**Required task 1**
In the article on the youth vote in the 2010 Philippine elections, what percentage of participants voted for Richard Gordon in the first round of Botong Isko 2010?
**Required task 2**
Carry on the article on the youth vote in the 2010 Philippine elections from its final sentence.

**Document excerpt**
For a certain generation, re-elected Senator Juan Ponce Enrile will always be known as the former martial law administrator and the inveterate coup plotter. But for the 2010 elections, Enrile won on a campaign pitch that he is a man committed to the text generation.
“Gusto ko, happy ka!” Enrile declared in campaign advertisements.
The fact that the wizened Senate president, 86, would try to appear perky in colegiala-speak, spoke volumes of what candidates were ready to do to cross the generation divide. And who can blame them?
Roughly half of the 50 million registered voters in the country are 18 to 33 years old, according to the Commission on Elections (Comelec). This means that candidates as old as Enrile and former president Joseph Estrada, 73, must try to connect with a generation buzzing about Facebook (“Mafia Wars!”), Super Junior (“Sorry Sorry”), and Jejespeak (“hELloEH pOeZZ”).
The idea of a youth vote has always been a concept inviting and uncertain, interesting and nebulous at the same time. Its pivot is a premise not quite proved that there is such a voting bloc in the first place.
Is the youth vote like a women’s vote, where voters’ shared interests do not necessarily translate into shared candidates? Or is it more like the much-vaunted Iglesia ni Cristo vote, the closest the Philippines has to a command or bloc vote?
According to the results of mock polls conducted at three leading colleges – the University of the Philippines (UP), the University of Santo Tomas (UST) and the University of Asia and the Pacific (UA&P) – it appears like the youth in schools have common interests and ideals, but certainly no common candidates.
At least in the media, the story has largely been repeated: that of the supposed power of the youth to tilt the vote for or against certain candidates. These mock elections have been accorded front-page treatment, and the “winners” projected as idols of the young and the idealistic.
For a while, Senator Francis Joseph “Chiz” Escudero was touted as the presidential candidate who had successfully cornered the youth vote, until he backed out of the presidential race in November 2009. The event somehow triggered a free-for-all fight among the candidates for the so-called youth vote.
Gordon tops in UP
In the string of campuses of the UP, long known as the hotbed of activism, Bagumbayan party standard-bearer Richard Gordon consistently scored much higher than he did in the voter-preference surveys of the Social Weather Stations (SWS) and Pulse Asia. Gordon topped the first round of Botong Isko 2010, an online mock poll conducted among UP students in March; 31.23 percent of the participants voted for him. Gordon continued to clinch the top spot in April and May, getting a stunning 54.76 and 57.98 percent of the votes, respectively.

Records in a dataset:
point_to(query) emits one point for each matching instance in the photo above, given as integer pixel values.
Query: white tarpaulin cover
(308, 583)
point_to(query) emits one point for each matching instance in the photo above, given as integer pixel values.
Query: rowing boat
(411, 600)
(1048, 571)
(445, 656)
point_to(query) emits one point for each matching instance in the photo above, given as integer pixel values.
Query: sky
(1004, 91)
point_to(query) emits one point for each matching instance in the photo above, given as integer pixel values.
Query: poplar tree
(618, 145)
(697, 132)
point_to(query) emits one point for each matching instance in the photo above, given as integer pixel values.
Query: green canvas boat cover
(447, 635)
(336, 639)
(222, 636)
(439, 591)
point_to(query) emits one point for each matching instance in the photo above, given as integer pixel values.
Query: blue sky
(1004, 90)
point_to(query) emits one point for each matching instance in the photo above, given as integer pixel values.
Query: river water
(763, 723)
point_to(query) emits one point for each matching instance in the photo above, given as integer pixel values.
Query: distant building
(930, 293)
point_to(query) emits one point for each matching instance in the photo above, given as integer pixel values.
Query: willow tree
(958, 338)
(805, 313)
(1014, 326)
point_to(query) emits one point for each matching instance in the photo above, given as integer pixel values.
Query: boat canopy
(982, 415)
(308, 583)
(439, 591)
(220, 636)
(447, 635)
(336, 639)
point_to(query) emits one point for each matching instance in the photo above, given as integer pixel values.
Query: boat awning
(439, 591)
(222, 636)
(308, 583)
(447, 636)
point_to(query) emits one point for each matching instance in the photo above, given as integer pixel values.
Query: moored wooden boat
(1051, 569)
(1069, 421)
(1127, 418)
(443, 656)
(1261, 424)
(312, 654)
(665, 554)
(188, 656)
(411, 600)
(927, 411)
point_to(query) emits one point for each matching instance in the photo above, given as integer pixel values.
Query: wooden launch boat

**Written answer 1**
31.23 percent

**Written answer 2**
In Botong Isko, SWS and Pulse Asia survey-frontrunners Benigno Aquino III of the Liberal Party and Manuel Villar Jr. of the Nacionalista Party tailed Gordon and administration candidate Gilbert Teodoro Jr. However, Villar topped the third round of another set of mock polls conducted in UP by the Alpha Sigma fraternity in March.
The first round of the Alpha Sigma mock polls was held in September 2009, with then presidential hopeful Escudero snagging the top spot. Come December, Escudero had dropped out of the race, allowing Teodoro to claim first place in the second round.
Yet in the latest partial unofficial tally of the Kapisanan ng mga Brodkaster ng Pilipinas (KBP) based on the election returns provided by the Comelec, Gordon only sputters to fifth place, with only 467,627 votes, compared to the 13.8 million votes of frontrunner Aquino. In other words, Gordon only got the approval of 0.9 percent of the total registered voters in the country.
For the UA&P’s mock surveys, Teodoro was hailed the winner, taking 44 percent of the total votes cast by the students last March. In contrast, the KBP’s latest unofficial tally of the actual May 10 elections showed Teodoro trailing poorly with 3.7 million votes.
In UST, erstwhile hopeful Escudero was the leading candidate in August last year with 24.2 percent of the vote. The university however had a new frontrunner in December – Ateneo de Manila graduate Aquino, with 33.2 percent of the vote. Teodoro, Aquino’s second cousin, was not far behind with 32.5 percent. In the last UST mock polls held in February, Aquino and Teodoro scored a “statistical tie.”
Curiously, students from all three universities cited the same reasons for choosing different candidates – intellectual competence, track record, political will, honesty and integrity.
UP journalism student Franz dela Fuente voted for Gordon in the mock polls because he believes in the “no non-sense” governance the former mayor of Olongapo City promises. Dela Fuente believes in Gordon’s brand of leadership, integrity, competence and experience.
Journalism fresh graduate Rupert Mangilit says Villar’s success in business proves his work ethic and capability, qualities that could lead the country to its “much-needed economic facelift.”
“A self-sustaining economy is what the country needs to achieve progress, and Villar’s experience in managing a multi-billion Filipino-owned powerhouse may help bring the country to take the first steps toward national industrialization,” says Mangilit.
On the other hand, Renze Santos, an Electronics and Communications Engineering student, says he was undecided during the mock polls, but as May 10 drew closer, he was already leaning toward Noynoy Aquino.
“I chose Noynoy because he has the best chance of winning over Villar. Apart from that, (I have no other reason),” says Santos, adding that Villar should not be president because of the C-5 double insertion scandal.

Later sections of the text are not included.